Posted on September 22, 2005

Malta Fears It Will Sink Under Growing Tide of Migrants From Africa

David Rennie, Telegraph (London), Sept. 21

The holiday island of Malta is in the grip of an accidental tragedy: it is directly in the path of a growing and potentially vast flow of asylum seekers from sub-Saharan Africa to southern Europe.

Its proximity to Libya, 180 miles to the south, threatens the identity and culture of the islanders. Thousands of refugees have made the crossing in recent months.

Libya has said that there are 1.5 million sub-Saharan Africans on its territory and many have their sights set on Europe.

Many asylum seekers are fleeing persecution in Darfur and Somalia and unknown numbers drown as they cross the Mediterranean.

The invasion of Malta is accidental: the boats are heading for the Italian islands of Lampedusa and Sicily, which offer direct access to the rest of Italy. But many of them run out of fuel or are hit by bad weather and seek a haven in Malta instead. Boats have reached the island almost every night this summer.

Under European Union law, asylum seekers must stay in the European country they first arrive in. Although Malta is no bigger than the Isle of Wight, it is a sovereign member of the EU, so anyone who lands is stuck there.

Malta joined the EU last year and is now sounding the alarm in the hope of receiving urgent assistance from the union. Government leaders and military chiefs told The Daily Telegraph that their island was being swamped.

Tonio Borg, the justice minister, said: “What was a problem has evolved into a crisis.”

Five years ago Malta received only 24 illegal migrants. This year’s total stands at more than 1,100 so far, with about 30 arrivals a night — the equivalent of 165,000 asylum seekers reaching Britain.

Some 4,000 asylum seekers have arrived since the crisis began in 2002. More than half are eventually granted refugee status or humanitarian leave to remain. Most of those refused asylum also stay on the island, in a limbo that is miserable for all involved. It is hard to prove where they are from; harder still to deport them to home countries that are sunk in anarchy.

Malta’s tradition of hospitality is being slowly poisoned by the crisis. New hard-line nationalist groups are springing up, while politicians from the two mainstream parties talk of “putting national interests before human rights”.

A recent opinion poll by the island’s Sunday Times found that 90 per cent of the population would not want an Arab, African or Jewish neighbour. In Balzan, a pretty village that is home to a church-run centre for refugees, a trio of old women enjoying the cool of the evening complained of “filthy” incomers taking over their piazza. Joe Mallia, a pensioner, denounced “negroes taking our jobs”.

Lawrence Gonzi, the prime minister, has urged the leaders of this pious, 95 per cent Roman Catholic island to moderate their language and remember the human beings involved.

He said: “I keep reminding everyone that this is a human crisis. We have to remain true to our values.”

But his government is taking a hard line, too. Adult asylum seekers are locked up on arrival for up to 12 months in grim former army barracks, police camps or converted warehouses.

The Daily Telegraph was refused permission to visit any detention centres, but Fr Paul Pace, a Jesuit priest who works in the camps, described conditions as worse than in any Maltese prison.

Support for the European Union has dropped sharply among the population, to 40 per cent in the latest polls.

Dolores Cristina, the minister for the family, said: “So far, EU membership has been a hindrance.”

_ _ _ _ _ _ _

* [Your instructions]: In the article on migrants reaching Malta, rewrite the stretch from "Its proximity to" through "in recent months.", using "the Maltese" in place of "the islanders".

_ _ _ _ _ _ _

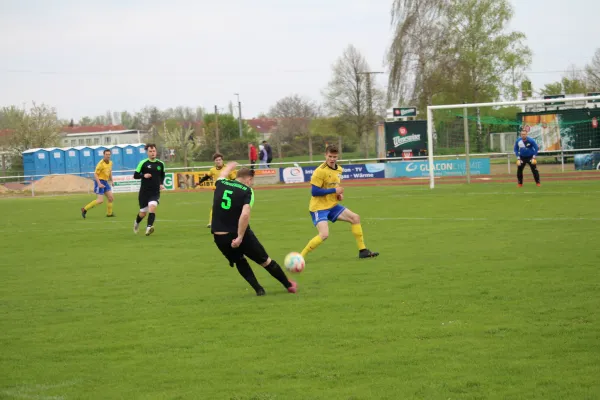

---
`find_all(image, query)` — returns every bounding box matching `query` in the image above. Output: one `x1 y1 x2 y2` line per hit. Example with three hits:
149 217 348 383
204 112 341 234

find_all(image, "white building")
61 129 146 147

_ _ _ _ _ _ _

* [Answer to the problem]:
Its proximity to Libya, 180 miles to the south, threatens the identity and culture of the Maltese. Thousands of refugees have made the crossing in recent months.